WORK TO BE COMPLETED ▸
Repeat the lines below word for word, from the line with "Segment the white background" up to and including the line with "[858,1267,902,1316]".

++++++++

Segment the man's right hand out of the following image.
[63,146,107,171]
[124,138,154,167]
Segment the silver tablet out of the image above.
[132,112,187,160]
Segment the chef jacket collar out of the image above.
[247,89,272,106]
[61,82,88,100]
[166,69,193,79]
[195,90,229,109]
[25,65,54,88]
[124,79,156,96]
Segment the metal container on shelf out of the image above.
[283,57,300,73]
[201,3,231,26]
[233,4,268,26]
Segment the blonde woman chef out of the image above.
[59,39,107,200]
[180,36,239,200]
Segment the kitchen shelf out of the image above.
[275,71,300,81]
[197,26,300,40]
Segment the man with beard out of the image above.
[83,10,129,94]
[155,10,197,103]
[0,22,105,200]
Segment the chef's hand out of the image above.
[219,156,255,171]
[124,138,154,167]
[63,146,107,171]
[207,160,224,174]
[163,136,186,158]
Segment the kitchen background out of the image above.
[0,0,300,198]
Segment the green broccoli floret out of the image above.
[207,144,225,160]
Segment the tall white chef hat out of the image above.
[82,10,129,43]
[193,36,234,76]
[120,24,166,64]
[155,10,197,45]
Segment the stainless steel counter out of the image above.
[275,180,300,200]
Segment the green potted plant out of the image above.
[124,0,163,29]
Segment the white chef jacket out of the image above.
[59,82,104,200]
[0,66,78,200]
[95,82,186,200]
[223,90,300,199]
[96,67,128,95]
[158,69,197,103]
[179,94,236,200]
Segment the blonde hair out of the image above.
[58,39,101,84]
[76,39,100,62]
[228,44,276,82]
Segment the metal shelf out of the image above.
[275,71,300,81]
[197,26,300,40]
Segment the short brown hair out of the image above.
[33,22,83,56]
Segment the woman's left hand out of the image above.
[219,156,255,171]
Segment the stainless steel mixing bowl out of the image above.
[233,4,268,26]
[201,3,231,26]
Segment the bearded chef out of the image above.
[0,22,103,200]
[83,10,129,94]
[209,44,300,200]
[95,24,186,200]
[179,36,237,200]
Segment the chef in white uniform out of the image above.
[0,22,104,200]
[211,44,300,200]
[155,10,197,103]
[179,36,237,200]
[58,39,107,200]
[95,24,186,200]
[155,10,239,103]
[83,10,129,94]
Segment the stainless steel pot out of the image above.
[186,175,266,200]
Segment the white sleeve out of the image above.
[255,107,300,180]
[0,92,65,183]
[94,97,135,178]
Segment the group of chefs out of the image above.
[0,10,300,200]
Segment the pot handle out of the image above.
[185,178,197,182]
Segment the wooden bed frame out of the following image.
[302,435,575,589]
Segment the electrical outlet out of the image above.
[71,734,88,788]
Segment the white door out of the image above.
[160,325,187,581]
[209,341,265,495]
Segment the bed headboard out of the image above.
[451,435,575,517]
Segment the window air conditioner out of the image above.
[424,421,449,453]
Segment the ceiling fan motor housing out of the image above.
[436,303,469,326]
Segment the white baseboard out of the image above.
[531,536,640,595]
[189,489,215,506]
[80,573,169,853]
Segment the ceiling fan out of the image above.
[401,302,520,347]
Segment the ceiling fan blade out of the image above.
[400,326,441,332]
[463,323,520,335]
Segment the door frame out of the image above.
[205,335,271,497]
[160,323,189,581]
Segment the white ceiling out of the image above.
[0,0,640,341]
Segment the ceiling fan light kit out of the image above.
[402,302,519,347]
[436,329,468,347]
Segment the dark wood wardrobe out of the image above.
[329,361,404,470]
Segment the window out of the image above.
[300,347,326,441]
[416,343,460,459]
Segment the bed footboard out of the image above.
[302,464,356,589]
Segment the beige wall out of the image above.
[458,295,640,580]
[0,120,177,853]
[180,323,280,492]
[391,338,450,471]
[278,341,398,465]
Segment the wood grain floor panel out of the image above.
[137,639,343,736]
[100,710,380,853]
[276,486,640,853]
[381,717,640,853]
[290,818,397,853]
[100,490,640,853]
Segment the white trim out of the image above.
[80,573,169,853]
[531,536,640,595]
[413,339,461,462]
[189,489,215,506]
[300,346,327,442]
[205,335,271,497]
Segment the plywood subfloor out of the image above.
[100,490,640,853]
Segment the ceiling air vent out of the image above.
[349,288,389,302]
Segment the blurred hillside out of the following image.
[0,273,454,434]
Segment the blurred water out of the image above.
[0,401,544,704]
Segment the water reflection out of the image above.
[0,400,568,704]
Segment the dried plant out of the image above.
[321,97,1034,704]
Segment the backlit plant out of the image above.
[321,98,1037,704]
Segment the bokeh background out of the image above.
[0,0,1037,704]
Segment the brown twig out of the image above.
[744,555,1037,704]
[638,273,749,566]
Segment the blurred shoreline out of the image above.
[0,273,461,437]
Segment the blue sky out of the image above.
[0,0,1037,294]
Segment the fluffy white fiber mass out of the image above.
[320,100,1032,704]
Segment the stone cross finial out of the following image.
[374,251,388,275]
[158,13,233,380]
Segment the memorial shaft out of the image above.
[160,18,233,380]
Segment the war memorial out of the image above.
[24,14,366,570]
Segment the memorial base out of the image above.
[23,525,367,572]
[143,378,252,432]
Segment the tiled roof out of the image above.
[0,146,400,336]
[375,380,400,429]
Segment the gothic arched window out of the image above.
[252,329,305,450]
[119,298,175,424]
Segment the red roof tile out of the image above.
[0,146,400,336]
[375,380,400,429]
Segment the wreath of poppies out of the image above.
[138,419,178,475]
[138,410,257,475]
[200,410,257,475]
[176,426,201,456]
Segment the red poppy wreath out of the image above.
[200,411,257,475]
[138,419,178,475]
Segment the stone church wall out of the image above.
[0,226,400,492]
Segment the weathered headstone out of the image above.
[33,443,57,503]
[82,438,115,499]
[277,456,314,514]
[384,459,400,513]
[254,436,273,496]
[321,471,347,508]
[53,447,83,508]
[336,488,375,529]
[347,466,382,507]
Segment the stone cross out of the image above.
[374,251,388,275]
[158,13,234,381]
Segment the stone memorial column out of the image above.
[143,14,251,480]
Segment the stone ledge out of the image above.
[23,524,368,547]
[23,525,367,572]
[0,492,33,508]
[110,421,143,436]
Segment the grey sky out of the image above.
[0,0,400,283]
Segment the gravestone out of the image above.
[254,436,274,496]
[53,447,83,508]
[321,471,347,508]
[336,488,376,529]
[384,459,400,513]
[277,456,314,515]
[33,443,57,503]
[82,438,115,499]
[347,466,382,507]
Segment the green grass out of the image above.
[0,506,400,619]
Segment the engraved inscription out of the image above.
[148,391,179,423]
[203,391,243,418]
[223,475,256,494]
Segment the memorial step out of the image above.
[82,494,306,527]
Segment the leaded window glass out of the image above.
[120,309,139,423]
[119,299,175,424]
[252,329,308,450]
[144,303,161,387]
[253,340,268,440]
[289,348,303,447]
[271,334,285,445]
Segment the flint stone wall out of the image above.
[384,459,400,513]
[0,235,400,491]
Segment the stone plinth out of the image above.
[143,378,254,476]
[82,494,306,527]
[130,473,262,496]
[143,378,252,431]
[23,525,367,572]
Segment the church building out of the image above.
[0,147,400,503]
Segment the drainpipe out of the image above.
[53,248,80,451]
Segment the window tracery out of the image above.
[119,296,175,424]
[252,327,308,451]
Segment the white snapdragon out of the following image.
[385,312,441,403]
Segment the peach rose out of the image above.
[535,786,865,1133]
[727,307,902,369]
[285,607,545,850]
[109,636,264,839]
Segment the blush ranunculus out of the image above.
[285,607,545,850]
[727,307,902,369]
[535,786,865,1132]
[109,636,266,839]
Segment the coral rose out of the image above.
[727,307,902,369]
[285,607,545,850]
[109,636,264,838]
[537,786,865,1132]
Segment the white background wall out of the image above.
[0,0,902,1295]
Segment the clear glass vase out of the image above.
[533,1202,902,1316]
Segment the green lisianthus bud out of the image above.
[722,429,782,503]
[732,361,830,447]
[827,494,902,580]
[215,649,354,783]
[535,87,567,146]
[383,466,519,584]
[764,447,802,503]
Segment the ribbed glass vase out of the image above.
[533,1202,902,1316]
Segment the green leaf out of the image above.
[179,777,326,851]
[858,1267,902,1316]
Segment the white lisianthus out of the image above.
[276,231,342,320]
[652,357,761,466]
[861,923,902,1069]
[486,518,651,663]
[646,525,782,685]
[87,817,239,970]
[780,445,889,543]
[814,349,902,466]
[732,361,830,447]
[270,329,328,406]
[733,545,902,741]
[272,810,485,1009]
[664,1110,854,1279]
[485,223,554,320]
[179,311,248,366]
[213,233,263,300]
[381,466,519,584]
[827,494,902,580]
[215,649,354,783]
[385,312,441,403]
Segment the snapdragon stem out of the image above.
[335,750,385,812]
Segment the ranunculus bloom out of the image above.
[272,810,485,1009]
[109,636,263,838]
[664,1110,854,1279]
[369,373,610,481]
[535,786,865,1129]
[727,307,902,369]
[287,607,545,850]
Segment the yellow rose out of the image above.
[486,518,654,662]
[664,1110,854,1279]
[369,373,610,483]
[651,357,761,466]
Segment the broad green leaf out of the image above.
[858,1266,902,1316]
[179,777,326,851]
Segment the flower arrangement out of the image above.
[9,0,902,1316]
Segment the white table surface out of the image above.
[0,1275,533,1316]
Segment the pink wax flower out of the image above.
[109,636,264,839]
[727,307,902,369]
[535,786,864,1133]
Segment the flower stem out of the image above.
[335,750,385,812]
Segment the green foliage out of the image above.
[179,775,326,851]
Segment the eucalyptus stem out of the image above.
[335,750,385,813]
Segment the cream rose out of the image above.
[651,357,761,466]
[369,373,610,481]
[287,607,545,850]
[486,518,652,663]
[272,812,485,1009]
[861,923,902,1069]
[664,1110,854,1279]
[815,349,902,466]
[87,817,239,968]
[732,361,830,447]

++++++++

FINAL RESULT ▸
Segment the white background wall out of the image above.
[0,0,902,1295]
Segment the clear glass vase out of the image above.
[533,1202,902,1316]
Segment the green lisianthus bud out of the image above.
[722,429,782,503]
[732,361,830,447]
[827,494,902,580]
[215,649,354,783]
[535,87,567,146]
[383,466,519,584]
[764,447,802,503]
Segment the ribbed glass vase out of the image above.
[533,1202,902,1316]
Segment the green leaf out of the image above.
[179,777,326,851]
[858,1267,902,1316]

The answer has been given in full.